For the data below, please report each line where the word "flower" is found.

__Dataset entries__:

* * *

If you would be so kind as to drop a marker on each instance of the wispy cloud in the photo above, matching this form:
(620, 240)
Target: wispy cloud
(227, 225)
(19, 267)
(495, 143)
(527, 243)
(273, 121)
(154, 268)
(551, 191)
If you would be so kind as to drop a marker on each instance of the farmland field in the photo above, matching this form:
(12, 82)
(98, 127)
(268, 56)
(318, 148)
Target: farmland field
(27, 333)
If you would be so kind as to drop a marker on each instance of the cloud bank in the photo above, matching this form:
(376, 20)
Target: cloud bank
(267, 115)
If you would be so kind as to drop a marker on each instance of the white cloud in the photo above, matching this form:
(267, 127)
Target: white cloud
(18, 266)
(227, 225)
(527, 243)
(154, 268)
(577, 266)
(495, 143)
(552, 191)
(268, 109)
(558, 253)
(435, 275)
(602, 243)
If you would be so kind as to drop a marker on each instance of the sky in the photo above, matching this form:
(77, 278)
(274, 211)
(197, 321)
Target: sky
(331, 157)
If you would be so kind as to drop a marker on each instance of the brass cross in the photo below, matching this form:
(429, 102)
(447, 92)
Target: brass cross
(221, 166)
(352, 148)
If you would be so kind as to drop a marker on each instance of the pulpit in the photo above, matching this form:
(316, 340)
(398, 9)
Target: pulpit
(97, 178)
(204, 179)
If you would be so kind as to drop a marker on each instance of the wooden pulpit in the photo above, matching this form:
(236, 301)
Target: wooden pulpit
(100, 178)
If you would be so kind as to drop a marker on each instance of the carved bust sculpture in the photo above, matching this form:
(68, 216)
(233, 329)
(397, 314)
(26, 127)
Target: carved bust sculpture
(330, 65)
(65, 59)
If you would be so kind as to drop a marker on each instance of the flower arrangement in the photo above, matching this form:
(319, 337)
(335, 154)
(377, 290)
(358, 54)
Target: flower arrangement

* * *

__Answer space__:
If you would be so kind as to drop a marker on each instance of the flower arrangement in the photo above, matching this form:
Target: flower arrangement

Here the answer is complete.